# DOCUMENT SEGMENT
________________________
Sami Jo "Sami Jo" (MGM South, 1975) (LP)
(Produced by Jimmy Bowen)

The last album from this promising '70s singer. Sami Jo was apparently caught up in a bunch of label mergers, and despite moderate success on the charts, she wound up getting dropped in the late '70s... Maybe it's just as well, since this record was kind of awful. The first side has a bunch of overblown, heavily orchestrated countrypolitan soul songs, while Side Two veers off into country-disco territory. To be fair, Sami Jo may have been ahead of her time: she came out of the Muscle Shoals studio scene that generated a lot of white R&B and Southern Rock hits in the '70s, though her career steered towards a softer countrypolitan sound. Later on, this type of white-girl soul-sister material would top the charts in the hands of artists such as Reba McEntire, KT Oslin and Wynona Judd -- I'm not a fan, but I can see where this was coming from, and if you're into the style, this is probably a record you'd want to check out.

Ray Sanders - see artist discography

Sawyer Brown - see artist discography

John Schneider - see artist discography

Schuyler, Knobloch & Overstreet "SKO" (MTM, 1986)
The trio of Thom Schuyler, J. Fred Knobloch and Paul Overstreet, three successful songwriters, combined in a would-be supergroup. After recording this album, Overstreet went on to a very successful solo career...

Schuyler, Knobloch & Bickhardt "No Easy Horses" (MTM, 1987)
(Produced by James Stroud)
________________________
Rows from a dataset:
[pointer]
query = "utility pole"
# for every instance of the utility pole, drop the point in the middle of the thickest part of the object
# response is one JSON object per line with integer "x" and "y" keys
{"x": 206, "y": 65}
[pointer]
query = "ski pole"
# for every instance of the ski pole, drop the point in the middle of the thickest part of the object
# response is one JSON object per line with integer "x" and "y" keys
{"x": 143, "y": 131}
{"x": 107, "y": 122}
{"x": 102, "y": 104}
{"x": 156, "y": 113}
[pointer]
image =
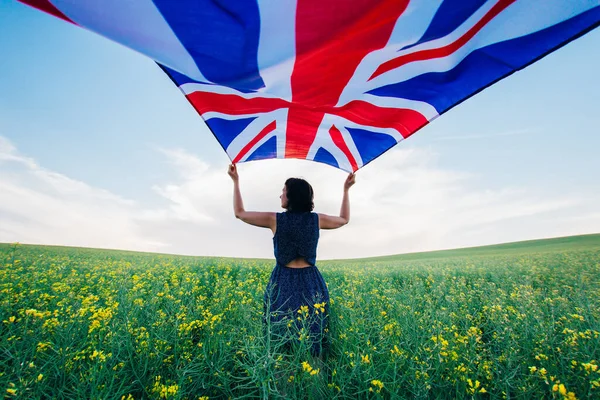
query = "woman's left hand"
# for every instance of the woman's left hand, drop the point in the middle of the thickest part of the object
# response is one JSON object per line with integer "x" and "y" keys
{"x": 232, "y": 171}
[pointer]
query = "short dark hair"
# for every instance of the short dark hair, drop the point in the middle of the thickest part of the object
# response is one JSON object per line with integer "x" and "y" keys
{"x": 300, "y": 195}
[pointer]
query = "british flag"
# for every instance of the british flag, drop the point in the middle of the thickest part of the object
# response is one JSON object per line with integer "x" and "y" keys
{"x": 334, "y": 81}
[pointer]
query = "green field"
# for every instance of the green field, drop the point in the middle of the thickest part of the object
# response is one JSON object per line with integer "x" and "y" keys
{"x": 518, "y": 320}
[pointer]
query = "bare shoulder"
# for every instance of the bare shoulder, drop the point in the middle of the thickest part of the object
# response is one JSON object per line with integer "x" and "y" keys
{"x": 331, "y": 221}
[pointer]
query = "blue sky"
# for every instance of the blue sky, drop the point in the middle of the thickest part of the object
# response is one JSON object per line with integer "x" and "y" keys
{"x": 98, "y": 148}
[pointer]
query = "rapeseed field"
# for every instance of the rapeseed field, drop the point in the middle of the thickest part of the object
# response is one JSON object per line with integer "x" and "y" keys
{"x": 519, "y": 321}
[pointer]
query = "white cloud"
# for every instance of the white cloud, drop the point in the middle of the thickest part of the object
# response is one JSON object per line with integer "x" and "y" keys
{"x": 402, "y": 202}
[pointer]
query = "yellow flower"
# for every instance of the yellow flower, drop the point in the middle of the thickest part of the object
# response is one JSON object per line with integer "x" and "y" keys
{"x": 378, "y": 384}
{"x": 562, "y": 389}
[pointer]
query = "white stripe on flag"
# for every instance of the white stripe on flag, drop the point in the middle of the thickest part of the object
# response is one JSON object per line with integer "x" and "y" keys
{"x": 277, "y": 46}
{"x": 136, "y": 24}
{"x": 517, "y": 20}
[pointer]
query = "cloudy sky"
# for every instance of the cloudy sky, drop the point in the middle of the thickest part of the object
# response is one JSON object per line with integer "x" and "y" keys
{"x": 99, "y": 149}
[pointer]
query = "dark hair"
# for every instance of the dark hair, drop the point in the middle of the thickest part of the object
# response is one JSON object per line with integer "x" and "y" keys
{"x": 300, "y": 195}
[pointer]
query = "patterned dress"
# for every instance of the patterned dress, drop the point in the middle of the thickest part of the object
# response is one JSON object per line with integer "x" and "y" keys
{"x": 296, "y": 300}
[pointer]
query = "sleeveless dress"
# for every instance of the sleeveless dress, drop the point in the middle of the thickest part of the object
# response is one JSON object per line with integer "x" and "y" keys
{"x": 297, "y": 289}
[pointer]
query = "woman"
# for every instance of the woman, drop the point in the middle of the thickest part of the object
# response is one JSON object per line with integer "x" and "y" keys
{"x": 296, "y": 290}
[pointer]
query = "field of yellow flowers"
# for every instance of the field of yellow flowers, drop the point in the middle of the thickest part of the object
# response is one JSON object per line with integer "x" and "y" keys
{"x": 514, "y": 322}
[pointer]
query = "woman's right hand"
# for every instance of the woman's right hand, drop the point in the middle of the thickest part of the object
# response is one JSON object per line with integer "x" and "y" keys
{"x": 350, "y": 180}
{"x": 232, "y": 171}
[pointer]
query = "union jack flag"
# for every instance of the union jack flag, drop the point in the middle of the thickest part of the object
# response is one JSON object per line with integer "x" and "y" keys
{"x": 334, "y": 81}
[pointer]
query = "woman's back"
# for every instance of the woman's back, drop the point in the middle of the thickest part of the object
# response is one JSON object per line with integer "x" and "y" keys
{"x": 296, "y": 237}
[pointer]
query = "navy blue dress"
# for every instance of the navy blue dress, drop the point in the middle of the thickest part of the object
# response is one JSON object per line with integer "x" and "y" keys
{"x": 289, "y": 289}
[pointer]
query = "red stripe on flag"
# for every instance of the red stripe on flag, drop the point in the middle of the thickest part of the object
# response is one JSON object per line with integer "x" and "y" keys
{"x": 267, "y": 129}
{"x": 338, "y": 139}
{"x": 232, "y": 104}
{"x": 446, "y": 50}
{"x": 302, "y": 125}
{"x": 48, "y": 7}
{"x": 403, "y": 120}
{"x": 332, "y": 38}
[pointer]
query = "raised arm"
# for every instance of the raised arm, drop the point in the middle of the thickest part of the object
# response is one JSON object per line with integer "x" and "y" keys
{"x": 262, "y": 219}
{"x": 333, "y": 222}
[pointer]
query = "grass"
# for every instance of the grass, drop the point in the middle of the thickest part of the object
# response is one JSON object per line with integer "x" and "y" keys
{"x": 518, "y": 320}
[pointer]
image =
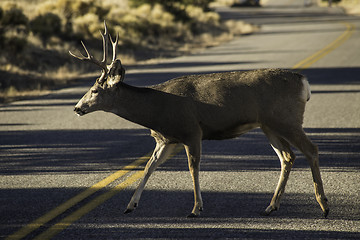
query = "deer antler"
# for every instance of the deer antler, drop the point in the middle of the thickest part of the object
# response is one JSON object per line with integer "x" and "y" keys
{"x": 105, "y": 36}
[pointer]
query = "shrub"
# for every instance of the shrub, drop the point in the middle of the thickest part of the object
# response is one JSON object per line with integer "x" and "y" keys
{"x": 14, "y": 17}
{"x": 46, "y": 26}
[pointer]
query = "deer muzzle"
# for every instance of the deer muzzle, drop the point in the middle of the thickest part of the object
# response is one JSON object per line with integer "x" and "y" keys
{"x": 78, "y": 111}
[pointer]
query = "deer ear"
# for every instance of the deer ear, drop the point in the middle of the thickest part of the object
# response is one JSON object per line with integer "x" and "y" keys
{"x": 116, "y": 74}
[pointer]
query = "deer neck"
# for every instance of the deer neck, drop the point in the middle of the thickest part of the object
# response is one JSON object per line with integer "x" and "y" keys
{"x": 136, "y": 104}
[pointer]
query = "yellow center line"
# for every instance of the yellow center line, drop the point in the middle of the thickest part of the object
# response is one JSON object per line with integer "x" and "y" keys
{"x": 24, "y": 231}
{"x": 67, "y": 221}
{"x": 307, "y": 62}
________________________
# TO DO
a: Please answer these questions about the record reviews.
(i) Who produced the Sami Jo album?
(ii) What style does Side Two of that album veer into?
(iii) Which member of the SKO trio went on to a very successful solo career?
b: Output the part of the record reviews starting at "Schuyler, Knobloch & Overstreet" and ending at "successful solo career...".

# ANSWERS TO EACH TASK
a:
(i) Jimmy Bowen
(ii) Country-disco
(iii) Paul Overstreet

b:
Schuyler, Knobloch & Overstreet "SKO" (MTM, 1986)
The trio of Thom Schuyler, J. Fred Knobloch and Paul Overstreet, three successful songwriters, combined in a would-be supergroup. After recording this album, Overstreet went on to a very successful solo career...